> **Try it**
Repeat the passage from the text about racer Jason O’Halloran verbatim, starting with "When you raced" and continuing through "of the screams.".

I very much enjoyed meeting Australian rider Jason O’Halloran recently, while attending a British Superbike round. We shared stories and some laughs.
One of the subjects we talked about was ‘hanging on by your fingertips’. How for racers trying to make it on the international scene, the first years away from home are extremely trying. Being new to a team, learning new circuits and racing against fierce competition that usually know these circuits well. Then add this to the following: You have no real home, no family, close friends or even a local gym where you can chat openly to familiar faces. You soon start dreaming of your favourite food from home, getting on your bike or in your car to go see your friends and loved ones. But you can’t.
When you raced at home you proved you were good but now you’re getting your ass kicked at the most important thing in your life, racing, and so you push harder. Eventually you get injured. Jason spoke of his experience when medical staff had no choice but to pull his leg out straight with a rachet strap after his buttocks muscles went into spasm causing concern that his broken Femur would damage an artery. It really was a nightmare inducing story that Harvey (his team manager) who obviously has history with Jason and a close working relationship, cringed at the memory of the screams.

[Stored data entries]
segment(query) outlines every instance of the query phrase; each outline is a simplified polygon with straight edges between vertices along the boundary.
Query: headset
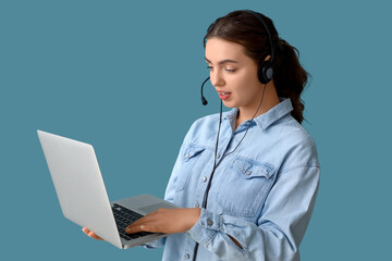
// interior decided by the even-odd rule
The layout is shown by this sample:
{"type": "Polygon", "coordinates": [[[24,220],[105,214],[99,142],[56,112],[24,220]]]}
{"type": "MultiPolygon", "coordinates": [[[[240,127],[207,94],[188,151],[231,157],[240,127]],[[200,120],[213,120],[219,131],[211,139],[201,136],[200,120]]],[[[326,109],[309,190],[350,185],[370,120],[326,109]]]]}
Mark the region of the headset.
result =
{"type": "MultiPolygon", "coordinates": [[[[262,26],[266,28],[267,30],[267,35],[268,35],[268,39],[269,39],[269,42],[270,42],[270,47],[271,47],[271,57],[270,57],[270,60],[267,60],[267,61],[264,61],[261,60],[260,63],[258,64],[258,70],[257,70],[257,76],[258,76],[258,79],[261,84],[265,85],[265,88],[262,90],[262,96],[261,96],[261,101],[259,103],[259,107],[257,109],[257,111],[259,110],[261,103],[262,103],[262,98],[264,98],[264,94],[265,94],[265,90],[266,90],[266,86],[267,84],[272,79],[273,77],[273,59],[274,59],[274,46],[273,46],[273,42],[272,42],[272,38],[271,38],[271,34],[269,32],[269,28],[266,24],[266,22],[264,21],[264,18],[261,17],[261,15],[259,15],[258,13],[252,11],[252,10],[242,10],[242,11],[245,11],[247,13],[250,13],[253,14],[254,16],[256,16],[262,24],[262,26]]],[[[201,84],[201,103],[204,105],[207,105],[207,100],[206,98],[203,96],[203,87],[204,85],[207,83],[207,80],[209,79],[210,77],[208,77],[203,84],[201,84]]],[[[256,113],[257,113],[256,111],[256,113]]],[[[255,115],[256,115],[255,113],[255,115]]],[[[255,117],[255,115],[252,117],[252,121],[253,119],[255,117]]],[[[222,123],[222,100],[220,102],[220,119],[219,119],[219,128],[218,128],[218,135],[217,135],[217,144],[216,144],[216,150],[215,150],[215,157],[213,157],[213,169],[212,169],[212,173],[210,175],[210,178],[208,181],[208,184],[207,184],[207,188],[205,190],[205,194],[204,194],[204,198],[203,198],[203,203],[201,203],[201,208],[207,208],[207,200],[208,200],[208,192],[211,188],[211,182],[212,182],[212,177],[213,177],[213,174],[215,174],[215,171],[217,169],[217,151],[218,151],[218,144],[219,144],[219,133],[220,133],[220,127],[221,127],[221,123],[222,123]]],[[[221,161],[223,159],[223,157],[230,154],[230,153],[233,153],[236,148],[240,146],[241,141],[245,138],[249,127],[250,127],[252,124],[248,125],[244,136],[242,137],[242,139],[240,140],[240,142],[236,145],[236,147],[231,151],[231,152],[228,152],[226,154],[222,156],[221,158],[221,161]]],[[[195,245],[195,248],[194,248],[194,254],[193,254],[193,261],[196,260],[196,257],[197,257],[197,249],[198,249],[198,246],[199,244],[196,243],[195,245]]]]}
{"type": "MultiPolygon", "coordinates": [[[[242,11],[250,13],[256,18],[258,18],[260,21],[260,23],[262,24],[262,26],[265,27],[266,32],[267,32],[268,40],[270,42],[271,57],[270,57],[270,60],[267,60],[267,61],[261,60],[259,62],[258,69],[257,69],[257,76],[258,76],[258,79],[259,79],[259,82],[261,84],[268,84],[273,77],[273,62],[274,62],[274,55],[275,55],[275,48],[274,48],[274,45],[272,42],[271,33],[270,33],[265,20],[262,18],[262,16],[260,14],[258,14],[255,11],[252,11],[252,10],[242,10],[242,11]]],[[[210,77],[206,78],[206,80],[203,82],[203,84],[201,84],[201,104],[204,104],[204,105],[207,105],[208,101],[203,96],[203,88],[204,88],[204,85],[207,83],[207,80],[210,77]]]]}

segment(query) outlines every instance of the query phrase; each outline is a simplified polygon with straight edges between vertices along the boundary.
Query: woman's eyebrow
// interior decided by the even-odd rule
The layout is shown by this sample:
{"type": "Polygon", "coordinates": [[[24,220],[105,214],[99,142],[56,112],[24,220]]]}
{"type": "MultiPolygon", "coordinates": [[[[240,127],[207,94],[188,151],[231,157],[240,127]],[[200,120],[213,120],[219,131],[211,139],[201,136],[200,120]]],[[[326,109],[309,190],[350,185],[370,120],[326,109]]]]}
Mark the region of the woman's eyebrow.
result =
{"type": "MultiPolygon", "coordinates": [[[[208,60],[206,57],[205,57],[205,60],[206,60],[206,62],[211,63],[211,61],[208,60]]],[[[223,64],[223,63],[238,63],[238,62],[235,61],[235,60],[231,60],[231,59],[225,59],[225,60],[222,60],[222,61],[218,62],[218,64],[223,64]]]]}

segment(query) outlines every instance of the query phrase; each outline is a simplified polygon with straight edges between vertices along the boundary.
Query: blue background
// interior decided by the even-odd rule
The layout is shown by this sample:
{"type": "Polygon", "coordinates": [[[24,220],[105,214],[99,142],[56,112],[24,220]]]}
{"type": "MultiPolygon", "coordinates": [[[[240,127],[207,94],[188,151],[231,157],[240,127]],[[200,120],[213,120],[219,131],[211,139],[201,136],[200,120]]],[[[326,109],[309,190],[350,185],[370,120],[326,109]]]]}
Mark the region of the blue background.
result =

> **Completed exercise**
When you raced at home you proved you were good but now you’re getting your ass kicked at the most important thing in your life, racing, and so you push harder. Eventually you get injured. Jason spoke of his experience when medical staff had no choice but to pull his leg out straight with a rachet strap after his buttocks muscles went into spasm causing concern that his broken Femur would damage an artery. It really was a nightmare inducing story that Harvey (his team manager) who obviously has history with Jason and a close working relationship, cringed at the memory of the screams.